> **Task statement**
Report each line of the entries below that has the word "boot" in it.

> **Records shown**
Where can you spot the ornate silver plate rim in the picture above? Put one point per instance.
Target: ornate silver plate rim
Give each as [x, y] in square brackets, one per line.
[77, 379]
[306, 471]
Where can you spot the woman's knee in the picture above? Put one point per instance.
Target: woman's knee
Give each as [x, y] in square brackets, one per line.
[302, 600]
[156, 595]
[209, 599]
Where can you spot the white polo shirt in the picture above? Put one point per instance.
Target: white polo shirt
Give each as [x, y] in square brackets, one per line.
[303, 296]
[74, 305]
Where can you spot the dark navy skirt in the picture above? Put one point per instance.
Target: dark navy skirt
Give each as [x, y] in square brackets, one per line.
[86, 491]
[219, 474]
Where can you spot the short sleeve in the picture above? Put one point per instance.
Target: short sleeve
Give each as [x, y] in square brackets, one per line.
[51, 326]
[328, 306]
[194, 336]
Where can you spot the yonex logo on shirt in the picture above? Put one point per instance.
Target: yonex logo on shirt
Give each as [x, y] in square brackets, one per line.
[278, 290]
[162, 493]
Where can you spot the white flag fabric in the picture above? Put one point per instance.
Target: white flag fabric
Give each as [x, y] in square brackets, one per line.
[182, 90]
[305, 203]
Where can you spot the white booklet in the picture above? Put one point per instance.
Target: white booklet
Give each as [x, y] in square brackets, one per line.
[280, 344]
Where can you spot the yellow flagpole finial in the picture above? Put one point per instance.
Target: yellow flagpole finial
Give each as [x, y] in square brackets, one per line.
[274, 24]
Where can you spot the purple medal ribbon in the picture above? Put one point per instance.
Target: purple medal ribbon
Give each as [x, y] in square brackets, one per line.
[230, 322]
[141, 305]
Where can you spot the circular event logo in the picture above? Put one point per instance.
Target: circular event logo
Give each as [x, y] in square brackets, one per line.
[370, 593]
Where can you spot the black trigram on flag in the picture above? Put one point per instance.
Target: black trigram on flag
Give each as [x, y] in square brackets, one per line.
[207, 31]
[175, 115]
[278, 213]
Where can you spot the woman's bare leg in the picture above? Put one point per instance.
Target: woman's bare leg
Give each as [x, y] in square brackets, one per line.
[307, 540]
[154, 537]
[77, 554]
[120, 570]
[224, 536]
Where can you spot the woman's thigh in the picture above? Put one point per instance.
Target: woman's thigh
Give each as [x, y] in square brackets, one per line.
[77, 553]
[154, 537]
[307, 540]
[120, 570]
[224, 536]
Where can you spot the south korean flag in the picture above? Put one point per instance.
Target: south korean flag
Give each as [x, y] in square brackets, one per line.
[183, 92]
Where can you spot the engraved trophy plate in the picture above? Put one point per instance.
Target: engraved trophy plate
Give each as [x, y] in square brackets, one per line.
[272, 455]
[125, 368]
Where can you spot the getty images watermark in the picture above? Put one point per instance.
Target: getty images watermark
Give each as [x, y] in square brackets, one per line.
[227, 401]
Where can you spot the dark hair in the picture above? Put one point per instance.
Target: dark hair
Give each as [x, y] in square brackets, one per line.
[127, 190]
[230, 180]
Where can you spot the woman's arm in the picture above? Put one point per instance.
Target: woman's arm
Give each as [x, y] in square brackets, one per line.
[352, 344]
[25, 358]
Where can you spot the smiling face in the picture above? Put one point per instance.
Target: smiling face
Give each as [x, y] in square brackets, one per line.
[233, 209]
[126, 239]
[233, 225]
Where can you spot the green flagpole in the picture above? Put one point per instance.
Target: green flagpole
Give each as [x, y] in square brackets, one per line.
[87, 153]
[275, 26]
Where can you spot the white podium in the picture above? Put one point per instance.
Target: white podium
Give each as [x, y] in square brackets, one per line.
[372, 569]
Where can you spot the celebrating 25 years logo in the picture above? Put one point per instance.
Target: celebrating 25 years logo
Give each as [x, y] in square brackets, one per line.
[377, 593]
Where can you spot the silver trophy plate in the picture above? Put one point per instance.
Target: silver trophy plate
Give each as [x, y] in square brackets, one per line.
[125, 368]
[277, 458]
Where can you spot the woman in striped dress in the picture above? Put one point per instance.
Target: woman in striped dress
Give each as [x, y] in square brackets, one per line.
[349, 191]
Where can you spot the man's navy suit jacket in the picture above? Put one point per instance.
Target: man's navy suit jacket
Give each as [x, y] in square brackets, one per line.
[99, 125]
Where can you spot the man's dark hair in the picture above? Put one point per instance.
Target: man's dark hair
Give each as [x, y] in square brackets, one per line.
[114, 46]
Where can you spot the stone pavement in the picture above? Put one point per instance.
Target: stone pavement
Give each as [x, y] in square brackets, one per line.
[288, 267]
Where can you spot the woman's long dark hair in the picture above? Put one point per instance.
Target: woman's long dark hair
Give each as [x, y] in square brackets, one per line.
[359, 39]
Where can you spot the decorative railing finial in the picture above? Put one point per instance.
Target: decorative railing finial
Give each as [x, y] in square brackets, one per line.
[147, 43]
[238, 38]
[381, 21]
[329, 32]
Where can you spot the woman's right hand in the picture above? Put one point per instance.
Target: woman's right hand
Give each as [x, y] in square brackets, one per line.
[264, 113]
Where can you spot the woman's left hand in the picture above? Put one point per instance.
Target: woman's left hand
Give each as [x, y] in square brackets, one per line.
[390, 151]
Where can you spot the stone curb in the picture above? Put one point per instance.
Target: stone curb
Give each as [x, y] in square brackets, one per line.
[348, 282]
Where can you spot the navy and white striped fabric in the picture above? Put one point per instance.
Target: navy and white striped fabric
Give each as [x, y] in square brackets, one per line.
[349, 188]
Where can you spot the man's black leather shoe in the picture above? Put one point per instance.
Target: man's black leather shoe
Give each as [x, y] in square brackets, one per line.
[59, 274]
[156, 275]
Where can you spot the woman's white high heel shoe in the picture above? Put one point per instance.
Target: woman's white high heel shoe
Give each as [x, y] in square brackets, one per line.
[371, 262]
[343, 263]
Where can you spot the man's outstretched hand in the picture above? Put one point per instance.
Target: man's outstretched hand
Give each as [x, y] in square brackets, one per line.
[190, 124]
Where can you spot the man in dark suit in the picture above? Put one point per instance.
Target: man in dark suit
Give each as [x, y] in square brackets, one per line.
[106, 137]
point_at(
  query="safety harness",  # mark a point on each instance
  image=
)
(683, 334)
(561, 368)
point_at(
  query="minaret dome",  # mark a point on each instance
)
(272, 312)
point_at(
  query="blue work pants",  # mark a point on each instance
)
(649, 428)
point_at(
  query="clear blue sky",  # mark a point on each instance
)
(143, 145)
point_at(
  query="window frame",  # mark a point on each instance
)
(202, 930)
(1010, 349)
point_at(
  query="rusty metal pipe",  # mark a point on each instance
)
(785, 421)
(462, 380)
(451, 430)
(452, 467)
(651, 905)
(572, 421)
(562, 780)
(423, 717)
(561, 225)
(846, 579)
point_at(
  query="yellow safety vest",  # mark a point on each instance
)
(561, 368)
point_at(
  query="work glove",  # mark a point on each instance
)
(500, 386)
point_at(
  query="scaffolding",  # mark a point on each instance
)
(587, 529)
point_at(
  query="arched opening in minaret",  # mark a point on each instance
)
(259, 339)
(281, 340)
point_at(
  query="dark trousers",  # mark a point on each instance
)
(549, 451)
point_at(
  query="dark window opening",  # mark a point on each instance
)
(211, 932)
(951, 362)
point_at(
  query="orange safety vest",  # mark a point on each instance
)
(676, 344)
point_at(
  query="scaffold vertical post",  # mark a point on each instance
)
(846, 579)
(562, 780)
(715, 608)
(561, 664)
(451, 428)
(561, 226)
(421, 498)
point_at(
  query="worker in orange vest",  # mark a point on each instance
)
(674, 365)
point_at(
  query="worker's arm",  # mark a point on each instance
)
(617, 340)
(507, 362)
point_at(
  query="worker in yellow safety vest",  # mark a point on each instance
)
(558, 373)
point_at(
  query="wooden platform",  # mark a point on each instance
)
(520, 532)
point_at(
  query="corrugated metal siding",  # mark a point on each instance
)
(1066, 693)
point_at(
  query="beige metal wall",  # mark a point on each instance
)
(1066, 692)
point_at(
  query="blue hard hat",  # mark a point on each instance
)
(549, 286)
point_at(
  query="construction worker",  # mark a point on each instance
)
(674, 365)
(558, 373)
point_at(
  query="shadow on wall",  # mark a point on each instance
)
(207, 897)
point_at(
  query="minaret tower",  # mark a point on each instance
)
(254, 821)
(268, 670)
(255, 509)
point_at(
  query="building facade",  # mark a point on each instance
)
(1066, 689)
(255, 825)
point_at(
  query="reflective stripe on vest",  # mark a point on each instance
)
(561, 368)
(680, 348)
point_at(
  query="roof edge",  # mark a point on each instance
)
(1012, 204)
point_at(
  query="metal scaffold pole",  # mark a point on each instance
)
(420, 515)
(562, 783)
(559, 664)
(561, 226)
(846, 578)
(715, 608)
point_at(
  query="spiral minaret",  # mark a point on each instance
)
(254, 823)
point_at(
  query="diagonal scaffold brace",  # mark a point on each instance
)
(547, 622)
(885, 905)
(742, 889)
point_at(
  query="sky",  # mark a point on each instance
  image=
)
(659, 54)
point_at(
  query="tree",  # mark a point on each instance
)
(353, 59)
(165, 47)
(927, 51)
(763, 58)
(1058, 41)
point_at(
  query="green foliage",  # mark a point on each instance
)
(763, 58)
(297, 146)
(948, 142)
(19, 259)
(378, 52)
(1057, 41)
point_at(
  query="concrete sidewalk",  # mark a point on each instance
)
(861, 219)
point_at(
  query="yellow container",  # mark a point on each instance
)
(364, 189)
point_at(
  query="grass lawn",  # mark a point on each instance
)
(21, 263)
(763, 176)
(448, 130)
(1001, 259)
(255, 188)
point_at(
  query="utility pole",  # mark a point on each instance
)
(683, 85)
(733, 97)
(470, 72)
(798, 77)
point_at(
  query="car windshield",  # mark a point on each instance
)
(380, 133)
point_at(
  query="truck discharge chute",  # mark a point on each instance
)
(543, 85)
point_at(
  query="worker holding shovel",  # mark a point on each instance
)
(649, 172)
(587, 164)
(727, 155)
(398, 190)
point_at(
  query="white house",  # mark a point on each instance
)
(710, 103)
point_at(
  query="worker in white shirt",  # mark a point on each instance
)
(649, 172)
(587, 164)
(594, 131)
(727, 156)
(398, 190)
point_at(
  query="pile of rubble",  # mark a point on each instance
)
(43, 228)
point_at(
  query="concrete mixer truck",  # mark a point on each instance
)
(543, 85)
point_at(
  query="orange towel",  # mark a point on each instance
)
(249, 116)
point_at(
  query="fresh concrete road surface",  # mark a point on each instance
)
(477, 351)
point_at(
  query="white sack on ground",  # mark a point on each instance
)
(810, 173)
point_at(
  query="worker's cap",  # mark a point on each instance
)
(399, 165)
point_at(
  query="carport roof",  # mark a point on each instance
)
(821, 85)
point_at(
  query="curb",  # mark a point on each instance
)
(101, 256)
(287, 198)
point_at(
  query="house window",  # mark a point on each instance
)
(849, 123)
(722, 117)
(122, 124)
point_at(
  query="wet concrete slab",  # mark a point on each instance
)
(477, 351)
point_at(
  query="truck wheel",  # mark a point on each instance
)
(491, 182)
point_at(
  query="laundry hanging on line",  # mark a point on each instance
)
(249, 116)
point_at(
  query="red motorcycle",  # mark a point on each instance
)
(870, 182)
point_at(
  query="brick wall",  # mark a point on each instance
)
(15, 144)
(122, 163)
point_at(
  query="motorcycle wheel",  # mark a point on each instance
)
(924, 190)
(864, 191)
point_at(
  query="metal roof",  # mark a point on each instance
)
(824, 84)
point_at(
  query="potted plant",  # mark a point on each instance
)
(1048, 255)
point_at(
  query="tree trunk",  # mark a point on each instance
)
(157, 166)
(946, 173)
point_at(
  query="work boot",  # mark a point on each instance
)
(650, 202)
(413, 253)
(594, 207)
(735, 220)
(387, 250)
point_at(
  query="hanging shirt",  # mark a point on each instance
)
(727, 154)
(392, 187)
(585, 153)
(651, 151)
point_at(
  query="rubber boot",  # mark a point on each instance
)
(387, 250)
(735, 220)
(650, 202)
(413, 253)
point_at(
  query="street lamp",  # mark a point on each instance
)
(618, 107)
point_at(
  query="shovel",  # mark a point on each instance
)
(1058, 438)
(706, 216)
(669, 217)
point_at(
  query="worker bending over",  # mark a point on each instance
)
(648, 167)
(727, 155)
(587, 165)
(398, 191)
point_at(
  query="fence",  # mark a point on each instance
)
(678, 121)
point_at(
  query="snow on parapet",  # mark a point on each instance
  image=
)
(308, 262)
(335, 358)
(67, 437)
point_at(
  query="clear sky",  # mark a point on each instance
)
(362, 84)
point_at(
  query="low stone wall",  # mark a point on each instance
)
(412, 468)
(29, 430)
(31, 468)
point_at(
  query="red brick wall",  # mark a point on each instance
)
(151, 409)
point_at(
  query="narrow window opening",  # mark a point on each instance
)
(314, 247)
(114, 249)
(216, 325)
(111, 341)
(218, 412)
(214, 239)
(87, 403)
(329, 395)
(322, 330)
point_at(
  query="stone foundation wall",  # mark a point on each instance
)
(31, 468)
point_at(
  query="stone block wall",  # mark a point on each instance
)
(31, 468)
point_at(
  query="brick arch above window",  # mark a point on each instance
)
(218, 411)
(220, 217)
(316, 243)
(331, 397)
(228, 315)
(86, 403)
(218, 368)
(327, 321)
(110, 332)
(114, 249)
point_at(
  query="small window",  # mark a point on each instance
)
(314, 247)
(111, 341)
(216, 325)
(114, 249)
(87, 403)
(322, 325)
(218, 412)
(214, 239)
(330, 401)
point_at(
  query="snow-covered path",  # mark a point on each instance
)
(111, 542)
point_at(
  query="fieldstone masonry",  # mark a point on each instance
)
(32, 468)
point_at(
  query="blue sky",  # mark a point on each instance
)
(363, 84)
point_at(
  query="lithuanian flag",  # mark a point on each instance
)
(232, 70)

> **Task solution**
  query="work boot",  # mark a point on each instance
  query="rubber boot",  # mark a point on each instance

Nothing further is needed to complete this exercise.